» Given exercise: Reproduce the records below verbatim, line for line, with no changes.

+===+

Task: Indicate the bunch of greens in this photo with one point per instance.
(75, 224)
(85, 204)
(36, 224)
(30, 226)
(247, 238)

+===+

» Exercise output:
Task: Indicate the bunch of greens in this photo with one point per instance.
(75, 224)
(85, 204)
(36, 224)
(30, 226)
(247, 238)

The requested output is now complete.